## Begin Input data

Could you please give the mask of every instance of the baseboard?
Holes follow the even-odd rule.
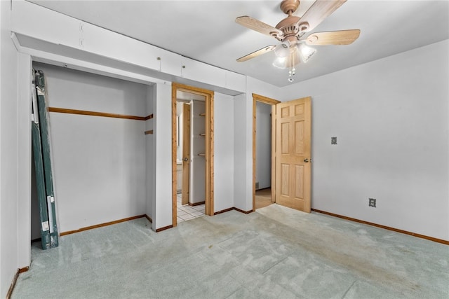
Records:
[[[241,213],[243,213],[243,214],[250,214],[250,213],[253,213],[254,211],[252,209],[250,209],[249,211],[243,211],[243,209],[237,209],[235,207],[234,207],[234,209],[237,211],[239,211]]]
[[[145,218],[146,218],[147,219],[148,219],[148,221],[149,221],[150,223],[153,223],[153,219],[152,219],[152,218],[151,218],[149,216],[148,216],[148,215],[145,214]]]
[[[128,218],[125,218],[123,219],[116,220],[114,221],[106,222],[105,223],[100,223],[100,224],[96,224],[95,225],[86,226],[85,228],[79,228],[79,229],[76,230],[69,230],[67,232],[61,232],[61,236],[65,236],[66,235],[70,235],[70,234],[74,234],[75,232],[83,232],[84,230],[92,230],[93,228],[101,228],[101,227],[103,227],[103,226],[112,225],[112,224],[120,223],[121,222],[129,221],[130,220],[138,219],[139,218],[142,218],[142,217],[146,217],[146,216],[147,216],[147,215],[134,216],[133,217],[128,217]],[[151,219],[149,217],[148,217],[147,218],[149,218],[149,220]],[[152,222],[152,221],[151,221],[151,222]]]
[[[213,214],[214,215],[217,215],[219,214],[225,213],[227,211],[232,211],[232,210],[235,210],[235,211],[239,211],[240,213],[243,213],[243,214],[250,214],[250,213],[252,213],[253,211],[254,211],[252,209],[249,210],[249,211],[243,211],[243,210],[238,209],[238,208],[236,208],[235,207],[232,207],[232,208],[224,209],[223,210],[216,211]]]
[[[346,216],[339,215],[337,214],[333,214],[326,211],[321,211],[316,209],[311,209],[312,211],[316,211],[317,213],[321,213],[326,215],[332,216],[334,217],[341,218],[342,219],[349,220],[351,221],[358,222],[359,223],[368,224],[368,225],[375,226],[376,228],[383,228],[384,230],[391,230],[396,232],[400,232],[401,234],[409,235],[413,237],[417,237],[422,239],[426,239],[430,241],[436,242],[437,243],[443,244],[445,245],[449,245],[449,241],[434,238],[433,237],[429,237],[424,235],[417,234],[412,232],[408,232],[407,230],[399,230],[398,228],[390,228],[389,226],[382,225],[382,224],[373,223],[372,222],[365,221],[363,220],[356,219],[355,218],[347,217]]]
[[[158,228],[156,230],[156,232],[161,232],[163,230],[168,230],[168,228],[172,228],[173,227],[173,225],[167,225],[167,226],[164,226],[163,228]]]
[[[219,214],[222,214],[222,213],[226,213],[227,211],[232,211],[233,209],[234,209],[235,208],[234,207],[232,207],[232,208],[229,208],[229,209],[222,209],[221,211],[218,211],[215,212],[213,214],[215,215],[218,215]]]
[[[17,279],[19,277],[19,273],[20,272],[20,269],[18,269],[15,272],[15,274],[14,274],[14,277],[13,277],[13,282],[11,282],[11,285],[8,289],[8,293],[6,293],[6,299],[11,299],[11,295],[13,295],[13,291],[14,291],[14,287],[15,286]]]
[[[204,204],[206,202],[193,202],[193,203],[189,202],[189,205],[190,207],[195,207],[195,206],[199,206],[200,204]]]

## End Input data

Task details:
The pictures should not be reproduced; quote all of the other material exactly.

Task answer:
Could you please give the mask of every instance of the baseboard?
Holes follow the even-odd rule.
Records:
[[[241,213],[243,213],[243,214],[250,214],[250,213],[253,213],[254,211],[252,209],[250,209],[249,211],[243,211],[243,209],[237,209],[235,207],[234,207],[234,209],[237,211],[239,211]]]
[[[145,218],[146,218],[147,219],[148,219],[148,221],[149,221],[150,223],[153,223],[153,219],[152,219],[152,218],[151,218],[149,216],[148,216],[148,215],[145,214]]]
[[[128,218],[125,218],[123,219],[116,220],[114,221],[106,222],[105,223],[100,223],[100,224],[96,224],[95,225],[86,226],[85,228],[79,228],[79,229],[76,230],[69,230],[67,232],[61,232],[61,236],[65,236],[66,235],[70,235],[70,234],[74,234],[75,232],[83,232],[84,230],[92,230],[93,228],[101,228],[101,227],[103,227],[103,226],[112,225],[112,224],[120,223],[121,222],[129,221],[130,220],[138,219],[139,218],[142,218],[142,217],[146,217],[146,216],[147,216],[147,215],[134,216],[133,217],[128,217]],[[151,219],[149,217],[148,217],[147,218],[149,218],[149,220]],[[152,222],[152,221],[151,221],[151,222]]]
[[[213,214],[214,215],[217,215],[219,214],[225,213],[227,211],[232,211],[232,210],[235,210],[235,211],[239,211],[240,213],[243,213],[243,214],[250,214],[250,213],[252,213],[253,211],[254,211],[252,209],[249,210],[249,211],[243,211],[243,210],[238,209],[238,208],[236,208],[235,207],[232,207],[232,208],[224,209],[223,210],[216,211]]]
[[[346,216],[339,215],[337,214],[333,214],[326,211],[321,211],[316,209],[311,209],[312,211],[316,211],[317,213],[321,213],[326,215],[332,216],[334,217],[341,218],[342,219],[349,220],[351,221],[358,222],[359,223],[368,224],[368,225],[375,226],[376,228],[383,228],[384,230],[391,230],[396,232],[400,232],[401,234],[409,235],[413,237],[417,237],[422,239],[426,239],[430,241],[436,242],[437,243],[443,244],[445,245],[449,245],[449,241],[434,238],[433,237],[429,237],[424,235],[417,234],[412,232],[408,232],[407,230],[399,230],[398,228],[390,228],[389,226],[382,225],[382,224],[373,223],[372,222],[365,221],[363,220],[356,219],[355,218],[347,217]]]
[[[158,228],[156,230],[156,232],[161,232],[163,230],[168,230],[168,228],[172,228],[173,227],[173,225],[167,225],[167,226],[164,226],[163,228]]]
[[[219,214],[222,214],[222,213],[226,213],[227,211],[232,211],[233,209],[234,209],[235,208],[234,207],[232,207],[232,208],[229,208],[229,209],[222,209],[221,211],[218,211],[215,212],[213,214],[215,215],[218,215]]]
[[[17,279],[19,277],[19,273],[20,272],[20,269],[18,269],[15,272],[15,274],[14,274],[14,277],[13,277],[13,282],[11,282],[11,285],[8,289],[8,293],[6,293],[6,299],[11,299],[11,295],[13,295],[13,291],[14,291],[14,287],[15,286]]]
[[[204,204],[206,202],[193,202],[193,203],[189,202],[189,205],[190,207],[195,207],[195,206],[199,206],[200,204]]]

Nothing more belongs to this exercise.